Premier roman de l’auteure, L’hiver de pluie, cisèle son récit de mélancolie et d’errance au sein de la ville de Québec. Les hommes y sont soit petits, soit gros, toujours fuyants ou impuissants, incapables de tendresse et d’amour. Les aventures malheureuses, les déboires affectifs, les rencontres manquées et la ville et ses cafés peuplés de solitudes, de gens pas tout à fait comme il faudrait, voués au malheur et à la déconfiture (si l’on peut dire), sont au diapason de ces ciels gris, de ces flaques sur le sol dans lesquelles se reflète un ciel immensément gris. C’est le roman, peut-être, d’une génération, de la désespérance.

L’hiver de pluie,  est un court récit,  qui excède à peine une centaine de pages,  divisé en deux parties inégales, dans lesquelles des tranches de vie, des moments sont relatés, (beaucoup de références à Poulin que je ne connais pas) qui donnent son atmosphère au livre, intimiste, où la narratrice est aux prises avec les mots, leur impuissance, et la tentation du silence, « dans un pays où on assassine les mots à force de redites], où on les épuise, un pays de peu de mots » (p. 99) ?

La narratrice écrit des lettres qu’elle n’enverra pas à l’homme dont l’abandon, le manque , la conduit à marcher sans fin. Elle marche pour ne pas céder à l’inertie, pour garder la vie en elle, mais elle marche sans but.

Ceux qui marchent : « Ils ne survivent que par compassion, caressés par leur propre douleur qu’ils voient se refléter dans le regard des passants. Ceux qui marchent ont des regards de bêtes qui meurent à petit feu, des bêtes qu’on a oubliées… »

C’est tellement bien écrit, c’est beau aussi comme un ciel pommelé, mais au sortir de cette lecture, on a envie de crier, de sauter dans les flaques, et d’arracher quelques rayons au soleil.

C’était ma dernière lecture pour « Québec en novembre » avec  Karine et Yueyin.

━━━━━━━━

• **TÂCHE À RÉALISER**:
Répondez brièvement d'après le texte :
1. Dans quelle ville le récit se déroule-t-il ?
2. En combien de parties le récit est-il divisé ?
3. À qui la narratrice écrit-elle des lettres qu'elle n'enverra pas ?
Les lignes qui suivent n'ont aucun rapport avec le texte.

• **LIGNES FOURNIES**:
━━━━━━━━

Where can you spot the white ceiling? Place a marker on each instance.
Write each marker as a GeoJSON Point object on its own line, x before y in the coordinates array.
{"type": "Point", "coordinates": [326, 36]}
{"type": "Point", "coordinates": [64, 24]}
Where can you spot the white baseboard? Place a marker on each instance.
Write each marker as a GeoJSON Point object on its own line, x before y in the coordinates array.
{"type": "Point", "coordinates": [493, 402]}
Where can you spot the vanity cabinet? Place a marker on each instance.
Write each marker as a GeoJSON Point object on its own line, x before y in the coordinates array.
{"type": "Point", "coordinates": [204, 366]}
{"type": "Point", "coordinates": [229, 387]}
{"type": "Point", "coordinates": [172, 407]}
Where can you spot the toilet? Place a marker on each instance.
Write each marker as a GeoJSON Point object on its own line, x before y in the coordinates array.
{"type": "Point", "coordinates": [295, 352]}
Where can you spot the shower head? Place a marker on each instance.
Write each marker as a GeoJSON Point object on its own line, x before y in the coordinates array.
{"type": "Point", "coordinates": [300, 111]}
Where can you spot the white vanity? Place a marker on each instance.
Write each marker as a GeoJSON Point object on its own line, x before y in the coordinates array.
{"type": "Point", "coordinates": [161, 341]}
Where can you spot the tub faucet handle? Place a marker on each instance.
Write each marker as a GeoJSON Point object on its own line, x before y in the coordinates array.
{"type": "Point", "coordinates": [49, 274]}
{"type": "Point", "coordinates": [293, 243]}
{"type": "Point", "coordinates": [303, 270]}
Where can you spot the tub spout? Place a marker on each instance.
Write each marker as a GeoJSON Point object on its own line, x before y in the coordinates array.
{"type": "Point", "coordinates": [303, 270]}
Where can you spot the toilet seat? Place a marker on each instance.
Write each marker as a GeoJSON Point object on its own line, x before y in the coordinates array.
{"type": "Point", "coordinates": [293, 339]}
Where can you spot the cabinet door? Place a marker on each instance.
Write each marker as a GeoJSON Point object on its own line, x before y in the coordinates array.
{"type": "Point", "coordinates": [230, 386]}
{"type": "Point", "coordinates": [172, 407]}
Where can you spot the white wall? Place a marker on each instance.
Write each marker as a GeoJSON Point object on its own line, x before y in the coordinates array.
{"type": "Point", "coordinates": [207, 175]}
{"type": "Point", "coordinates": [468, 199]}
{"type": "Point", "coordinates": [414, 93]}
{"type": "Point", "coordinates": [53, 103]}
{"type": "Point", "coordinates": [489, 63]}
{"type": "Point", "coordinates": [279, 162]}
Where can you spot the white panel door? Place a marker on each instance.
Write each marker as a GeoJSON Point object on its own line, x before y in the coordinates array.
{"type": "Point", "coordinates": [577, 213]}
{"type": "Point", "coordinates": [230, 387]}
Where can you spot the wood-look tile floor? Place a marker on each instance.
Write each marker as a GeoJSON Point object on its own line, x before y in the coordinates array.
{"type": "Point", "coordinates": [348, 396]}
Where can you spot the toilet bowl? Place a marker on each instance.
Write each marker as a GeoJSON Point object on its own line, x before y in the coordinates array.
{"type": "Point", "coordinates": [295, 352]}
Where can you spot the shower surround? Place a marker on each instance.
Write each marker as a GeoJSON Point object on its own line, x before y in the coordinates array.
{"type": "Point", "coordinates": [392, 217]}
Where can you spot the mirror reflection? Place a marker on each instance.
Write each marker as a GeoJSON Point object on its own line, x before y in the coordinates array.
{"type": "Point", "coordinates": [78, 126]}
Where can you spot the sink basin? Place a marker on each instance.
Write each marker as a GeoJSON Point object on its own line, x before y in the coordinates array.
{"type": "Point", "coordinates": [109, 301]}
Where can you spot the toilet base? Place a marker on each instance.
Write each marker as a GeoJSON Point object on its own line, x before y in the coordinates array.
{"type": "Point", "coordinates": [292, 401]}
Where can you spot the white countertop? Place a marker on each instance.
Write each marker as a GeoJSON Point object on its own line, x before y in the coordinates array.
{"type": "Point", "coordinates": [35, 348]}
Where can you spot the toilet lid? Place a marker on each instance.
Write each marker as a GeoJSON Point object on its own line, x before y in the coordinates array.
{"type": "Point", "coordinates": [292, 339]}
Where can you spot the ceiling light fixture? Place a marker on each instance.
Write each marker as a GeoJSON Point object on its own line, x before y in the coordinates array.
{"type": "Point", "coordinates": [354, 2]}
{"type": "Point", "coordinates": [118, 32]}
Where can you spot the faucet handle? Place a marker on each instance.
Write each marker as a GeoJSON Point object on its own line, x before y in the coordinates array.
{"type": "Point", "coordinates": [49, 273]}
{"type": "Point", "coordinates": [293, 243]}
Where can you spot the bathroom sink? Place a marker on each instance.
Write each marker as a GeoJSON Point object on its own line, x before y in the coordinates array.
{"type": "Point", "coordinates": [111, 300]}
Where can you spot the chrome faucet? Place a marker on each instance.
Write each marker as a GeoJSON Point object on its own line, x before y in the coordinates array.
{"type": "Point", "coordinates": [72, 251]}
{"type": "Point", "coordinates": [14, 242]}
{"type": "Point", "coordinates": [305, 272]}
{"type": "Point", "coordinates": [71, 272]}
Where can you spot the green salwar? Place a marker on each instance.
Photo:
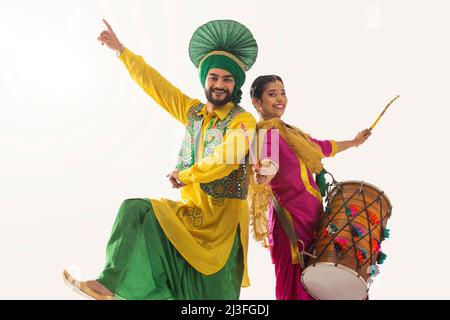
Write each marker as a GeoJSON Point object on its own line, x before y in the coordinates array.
{"type": "Point", "coordinates": [141, 263]}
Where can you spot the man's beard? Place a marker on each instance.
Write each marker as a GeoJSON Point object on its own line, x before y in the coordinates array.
{"type": "Point", "coordinates": [218, 102]}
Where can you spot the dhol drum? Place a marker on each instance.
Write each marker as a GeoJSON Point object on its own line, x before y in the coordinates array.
{"type": "Point", "coordinates": [347, 244]}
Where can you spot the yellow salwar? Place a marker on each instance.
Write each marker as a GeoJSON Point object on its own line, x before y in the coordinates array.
{"type": "Point", "coordinates": [202, 228]}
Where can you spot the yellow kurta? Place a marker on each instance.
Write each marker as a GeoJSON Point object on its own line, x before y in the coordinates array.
{"type": "Point", "coordinates": [200, 227]}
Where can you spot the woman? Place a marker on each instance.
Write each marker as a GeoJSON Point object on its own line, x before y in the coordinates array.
{"type": "Point", "coordinates": [289, 173]}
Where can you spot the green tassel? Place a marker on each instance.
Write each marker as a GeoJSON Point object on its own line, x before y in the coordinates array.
{"type": "Point", "coordinates": [321, 182]}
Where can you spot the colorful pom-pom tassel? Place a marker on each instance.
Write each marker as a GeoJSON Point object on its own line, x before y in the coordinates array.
{"type": "Point", "coordinates": [357, 230]}
{"type": "Point", "coordinates": [373, 218]}
{"type": "Point", "coordinates": [340, 244]}
{"type": "Point", "coordinates": [373, 270]}
{"type": "Point", "coordinates": [348, 212]}
{"type": "Point", "coordinates": [330, 230]}
{"type": "Point", "coordinates": [386, 233]}
{"type": "Point", "coordinates": [375, 245]}
{"type": "Point", "coordinates": [361, 255]}
{"type": "Point", "coordinates": [381, 257]}
{"type": "Point", "coordinates": [354, 209]}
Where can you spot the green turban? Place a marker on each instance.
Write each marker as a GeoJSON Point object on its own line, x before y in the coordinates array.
{"type": "Point", "coordinates": [224, 44]}
{"type": "Point", "coordinates": [225, 63]}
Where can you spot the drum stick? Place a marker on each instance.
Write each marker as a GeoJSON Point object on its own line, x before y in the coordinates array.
{"type": "Point", "coordinates": [252, 157]}
{"type": "Point", "coordinates": [381, 114]}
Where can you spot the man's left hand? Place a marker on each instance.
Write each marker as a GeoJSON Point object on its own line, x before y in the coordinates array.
{"type": "Point", "coordinates": [173, 178]}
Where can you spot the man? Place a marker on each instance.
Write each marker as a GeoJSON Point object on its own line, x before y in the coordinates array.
{"type": "Point", "coordinates": [195, 248]}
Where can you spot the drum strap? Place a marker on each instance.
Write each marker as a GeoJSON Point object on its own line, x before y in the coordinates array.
{"type": "Point", "coordinates": [288, 228]}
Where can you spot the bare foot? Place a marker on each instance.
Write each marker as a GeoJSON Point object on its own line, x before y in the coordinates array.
{"type": "Point", "coordinates": [99, 288]}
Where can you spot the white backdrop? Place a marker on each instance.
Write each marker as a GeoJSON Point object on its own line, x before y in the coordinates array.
{"type": "Point", "coordinates": [78, 136]}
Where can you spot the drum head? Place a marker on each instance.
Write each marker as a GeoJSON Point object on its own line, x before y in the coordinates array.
{"type": "Point", "coordinates": [325, 281]}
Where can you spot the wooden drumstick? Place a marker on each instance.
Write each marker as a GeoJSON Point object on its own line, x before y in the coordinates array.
{"type": "Point", "coordinates": [252, 156]}
{"type": "Point", "coordinates": [381, 114]}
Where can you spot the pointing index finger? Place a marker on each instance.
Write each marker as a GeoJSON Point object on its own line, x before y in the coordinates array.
{"type": "Point", "coordinates": [107, 25]}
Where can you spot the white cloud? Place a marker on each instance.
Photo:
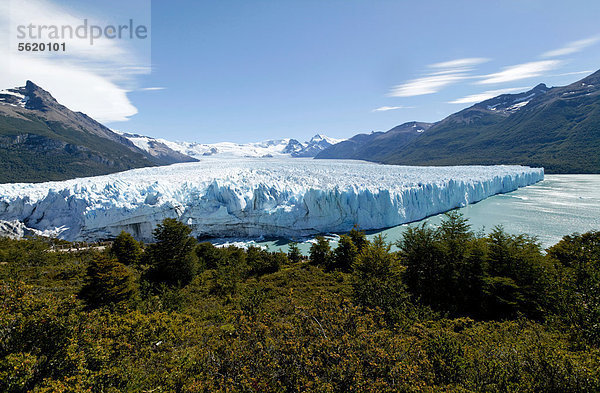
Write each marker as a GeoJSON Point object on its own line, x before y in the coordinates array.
{"type": "Point", "coordinates": [572, 47]}
{"type": "Point", "coordinates": [91, 79]}
{"type": "Point", "coordinates": [460, 63]}
{"type": "Point", "coordinates": [426, 85]}
{"type": "Point", "coordinates": [586, 72]}
{"type": "Point", "coordinates": [520, 71]}
{"type": "Point", "coordinates": [390, 108]}
{"type": "Point", "coordinates": [151, 88]}
{"type": "Point", "coordinates": [446, 73]}
{"type": "Point", "coordinates": [486, 95]}
{"type": "Point", "coordinates": [76, 88]}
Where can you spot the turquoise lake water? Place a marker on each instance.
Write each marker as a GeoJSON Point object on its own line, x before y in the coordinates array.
{"type": "Point", "coordinates": [557, 206]}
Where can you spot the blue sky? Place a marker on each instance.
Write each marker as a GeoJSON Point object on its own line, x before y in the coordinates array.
{"type": "Point", "coordinates": [253, 70]}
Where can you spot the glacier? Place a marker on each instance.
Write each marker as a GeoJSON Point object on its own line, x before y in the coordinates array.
{"type": "Point", "coordinates": [253, 198]}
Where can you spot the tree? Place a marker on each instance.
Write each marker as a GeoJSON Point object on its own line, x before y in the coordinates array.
{"type": "Point", "coordinates": [107, 283]}
{"type": "Point", "coordinates": [263, 262]}
{"type": "Point", "coordinates": [516, 276]}
{"type": "Point", "coordinates": [445, 266]}
{"type": "Point", "coordinates": [320, 252]}
{"type": "Point", "coordinates": [377, 282]}
{"type": "Point", "coordinates": [345, 254]}
{"type": "Point", "coordinates": [172, 257]}
{"type": "Point", "coordinates": [126, 249]}
{"type": "Point", "coordinates": [294, 254]}
{"type": "Point", "coordinates": [359, 238]}
{"type": "Point", "coordinates": [578, 257]}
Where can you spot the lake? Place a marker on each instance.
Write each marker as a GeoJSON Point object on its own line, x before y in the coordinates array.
{"type": "Point", "coordinates": [557, 206]}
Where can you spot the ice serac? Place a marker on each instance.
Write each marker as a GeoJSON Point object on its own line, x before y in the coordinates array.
{"type": "Point", "coordinates": [253, 197]}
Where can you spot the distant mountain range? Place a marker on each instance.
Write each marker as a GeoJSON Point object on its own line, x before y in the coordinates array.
{"type": "Point", "coordinates": [557, 128]}
{"type": "Point", "coordinates": [42, 140]}
{"type": "Point", "coordinates": [270, 148]}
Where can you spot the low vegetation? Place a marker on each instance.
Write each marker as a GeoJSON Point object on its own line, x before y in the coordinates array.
{"type": "Point", "coordinates": [450, 311]}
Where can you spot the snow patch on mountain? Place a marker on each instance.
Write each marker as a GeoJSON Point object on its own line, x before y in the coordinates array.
{"type": "Point", "coordinates": [285, 147]}
{"type": "Point", "coordinates": [253, 197]}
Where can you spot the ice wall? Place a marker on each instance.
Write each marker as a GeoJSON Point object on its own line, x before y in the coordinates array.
{"type": "Point", "coordinates": [254, 197]}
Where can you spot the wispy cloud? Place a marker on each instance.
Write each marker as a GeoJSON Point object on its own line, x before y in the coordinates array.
{"type": "Point", "coordinates": [426, 85]}
{"type": "Point", "coordinates": [108, 70]}
{"type": "Point", "coordinates": [390, 108]}
{"type": "Point", "coordinates": [520, 71]}
{"type": "Point", "coordinates": [460, 63]}
{"type": "Point", "coordinates": [151, 88]}
{"type": "Point", "coordinates": [446, 73]}
{"type": "Point", "coordinates": [486, 95]}
{"type": "Point", "coordinates": [572, 47]}
{"type": "Point", "coordinates": [586, 72]}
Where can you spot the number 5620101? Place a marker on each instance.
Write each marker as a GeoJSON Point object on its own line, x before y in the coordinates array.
{"type": "Point", "coordinates": [42, 47]}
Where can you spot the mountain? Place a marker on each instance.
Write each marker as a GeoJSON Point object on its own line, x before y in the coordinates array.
{"type": "Point", "coordinates": [556, 128]}
{"type": "Point", "coordinates": [377, 144]}
{"type": "Point", "coordinates": [271, 148]}
{"type": "Point", "coordinates": [42, 140]}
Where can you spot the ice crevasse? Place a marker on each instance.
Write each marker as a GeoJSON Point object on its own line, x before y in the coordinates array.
{"type": "Point", "coordinates": [253, 197]}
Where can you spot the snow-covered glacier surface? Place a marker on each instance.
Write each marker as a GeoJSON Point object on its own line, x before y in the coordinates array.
{"type": "Point", "coordinates": [254, 197]}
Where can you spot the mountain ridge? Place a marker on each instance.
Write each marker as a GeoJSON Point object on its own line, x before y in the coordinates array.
{"type": "Point", "coordinates": [42, 140]}
{"type": "Point", "coordinates": [557, 128]}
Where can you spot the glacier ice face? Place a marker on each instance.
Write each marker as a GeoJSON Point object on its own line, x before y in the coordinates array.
{"type": "Point", "coordinates": [254, 197]}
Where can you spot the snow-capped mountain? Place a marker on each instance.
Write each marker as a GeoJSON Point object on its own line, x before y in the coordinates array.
{"type": "Point", "coordinates": [270, 148]}
{"type": "Point", "coordinates": [510, 103]}
{"type": "Point", "coordinates": [41, 140]}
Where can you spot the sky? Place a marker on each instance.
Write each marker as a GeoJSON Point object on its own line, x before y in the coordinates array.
{"type": "Point", "coordinates": [244, 71]}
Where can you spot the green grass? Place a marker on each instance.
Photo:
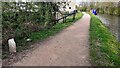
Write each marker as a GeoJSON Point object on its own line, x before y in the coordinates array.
{"type": "Point", "coordinates": [43, 34]}
{"type": "Point", "coordinates": [104, 47]}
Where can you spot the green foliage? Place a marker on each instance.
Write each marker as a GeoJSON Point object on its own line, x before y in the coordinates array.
{"type": "Point", "coordinates": [20, 19]}
{"type": "Point", "coordinates": [104, 47]}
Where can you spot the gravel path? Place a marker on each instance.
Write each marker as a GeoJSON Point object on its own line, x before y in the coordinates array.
{"type": "Point", "coordinates": [70, 47]}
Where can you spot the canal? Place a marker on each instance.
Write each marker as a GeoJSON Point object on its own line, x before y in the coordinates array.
{"type": "Point", "coordinates": [112, 23]}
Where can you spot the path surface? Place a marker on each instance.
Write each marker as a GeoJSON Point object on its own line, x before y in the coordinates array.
{"type": "Point", "coordinates": [70, 47]}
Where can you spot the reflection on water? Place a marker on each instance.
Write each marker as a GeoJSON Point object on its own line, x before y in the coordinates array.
{"type": "Point", "coordinates": [112, 22]}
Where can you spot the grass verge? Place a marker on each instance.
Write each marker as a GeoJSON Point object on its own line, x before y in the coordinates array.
{"type": "Point", "coordinates": [22, 44]}
{"type": "Point", "coordinates": [104, 47]}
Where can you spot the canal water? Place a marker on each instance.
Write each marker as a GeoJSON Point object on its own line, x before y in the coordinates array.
{"type": "Point", "coordinates": [112, 23]}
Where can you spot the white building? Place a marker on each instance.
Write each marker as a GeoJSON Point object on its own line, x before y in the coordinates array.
{"type": "Point", "coordinates": [70, 6]}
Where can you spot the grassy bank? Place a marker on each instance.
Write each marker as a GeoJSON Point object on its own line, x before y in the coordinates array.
{"type": "Point", "coordinates": [22, 44]}
{"type": "Point", "coordinates": [104, 47]}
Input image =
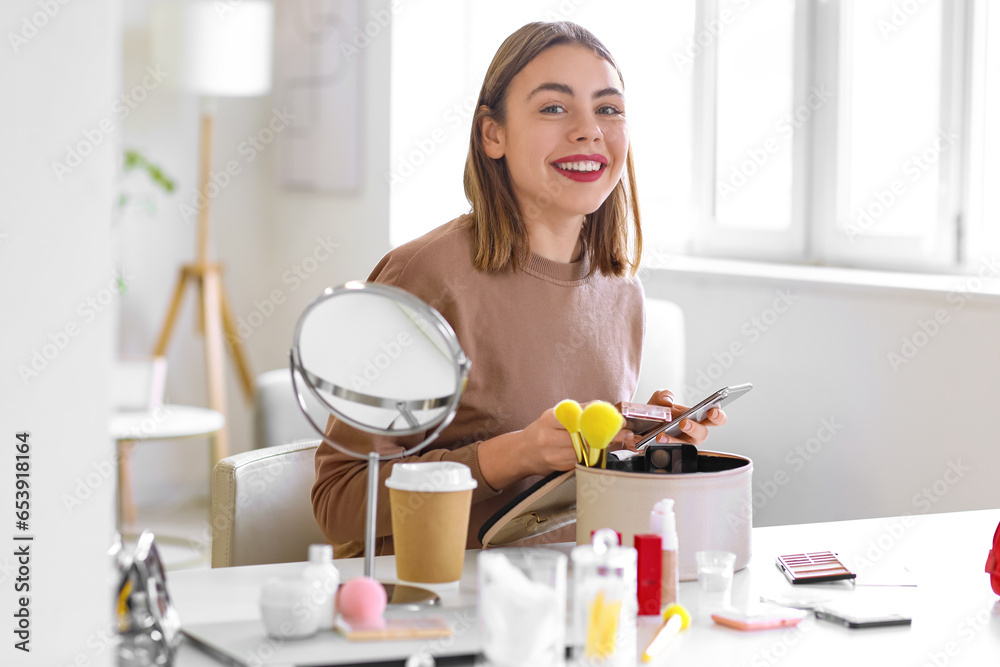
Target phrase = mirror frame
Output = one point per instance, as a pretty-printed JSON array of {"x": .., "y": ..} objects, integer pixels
[{"x": 450, "y": 403}]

━━━━━━━━

• **VOTRE RÉPONSE**:
1. À Québec.
2. En deux parties inégales.
3. À l'homme dont l'abandon la conduit à marcher sans fin.